Start of Block
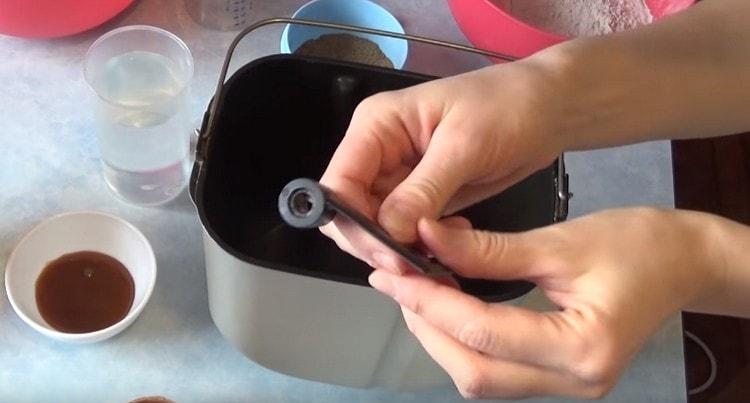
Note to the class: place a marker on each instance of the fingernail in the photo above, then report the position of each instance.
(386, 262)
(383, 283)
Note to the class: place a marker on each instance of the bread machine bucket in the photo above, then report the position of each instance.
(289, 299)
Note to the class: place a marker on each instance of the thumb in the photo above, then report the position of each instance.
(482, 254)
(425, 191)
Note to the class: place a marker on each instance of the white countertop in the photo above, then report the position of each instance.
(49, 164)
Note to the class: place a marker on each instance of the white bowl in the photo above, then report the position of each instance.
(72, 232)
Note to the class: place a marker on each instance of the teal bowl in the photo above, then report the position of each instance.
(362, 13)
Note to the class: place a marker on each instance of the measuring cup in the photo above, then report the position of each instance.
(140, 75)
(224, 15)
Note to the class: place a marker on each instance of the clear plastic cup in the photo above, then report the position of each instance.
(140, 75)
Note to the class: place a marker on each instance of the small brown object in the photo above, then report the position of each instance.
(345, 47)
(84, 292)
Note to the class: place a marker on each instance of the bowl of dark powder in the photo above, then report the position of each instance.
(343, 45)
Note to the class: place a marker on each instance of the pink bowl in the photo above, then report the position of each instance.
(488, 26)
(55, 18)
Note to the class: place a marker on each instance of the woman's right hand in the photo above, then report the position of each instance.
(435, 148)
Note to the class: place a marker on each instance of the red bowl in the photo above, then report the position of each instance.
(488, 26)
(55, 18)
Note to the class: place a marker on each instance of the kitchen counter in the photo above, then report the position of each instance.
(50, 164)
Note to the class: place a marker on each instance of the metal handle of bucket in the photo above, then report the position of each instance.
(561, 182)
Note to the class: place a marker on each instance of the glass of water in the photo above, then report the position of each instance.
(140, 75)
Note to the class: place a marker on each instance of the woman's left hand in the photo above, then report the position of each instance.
End of Block
## What needs to be done
Apart from the pictures, all of the data must be duplicated exactly as shown above.

## Answer space
Note to the class: place a marker on each instance of the fingernail in the photo above, then report the position of each instance.
(386, 262)
(383, 283)
Note to the class: place a marker on each instance of the bread machine bucket in the photo above, then report the position of each instance.
(289, 299)
Note to the class: place a marker on each instance of the thumb in the photo above, then report the position of each instance.
(482, 254)
(425, 191)
Note to the class: place a marker on each instance of the white countertop in the photo above, then report the position of each instance.
(49, 164)
Note to the class: place a marker on each instance of the white bowl in the photo above, then report the position of each instance.
(72, 232)
Note to the class: place a marker on each instance of the teal bowl in the photo above, then report the position of each instance.
(362, 13)
Note to the class: place a marker on each instance of the measuring cup in the photo above, then report the position of each instance.
(140, 75)
(224, 15)
Note to the class: place a marker on each instance of the clear plastic cup in the photo above, then report the position of each instance.
(140, 75)
Note to the class: place a marker on each instance of the small brown object in the photo above, then report the position of each instance.
(345, 47)
(84, 292)
Note to the class: place a marker on each instance of the bowl of dark powder in the photo above, then report the position of each instance.
(343, 45)
Note to the class: place a marker on each instance of the pink bowl in the photo above, then report the position of each instance.
(488, 26)
(55, 18)
Note to the class: place a marker on each instance of the woman's right hand in the photo above, then report the position of each instance.
(435, 148)
Note to the class: place a marker on each instance of the red bowl in the photo above, then report the position of each instance.
(488, 26)
(55, 18)
Note to the class: place a marker on each instance of the kitchen counter in the photo above, then report the position of each instance.
(50, 164)
Note to the class: place a marker on each instance of the metal handle of bucket in the photo above, then report the position of each instance.
(561, 182)
Note to the class: place a marker on each instance of the glass of water in the photo above, then report the position of each instance.
(140, 75)
Note to the class: place a marker on each instance of the woman's left hand in the photo above, then report the position of each instance.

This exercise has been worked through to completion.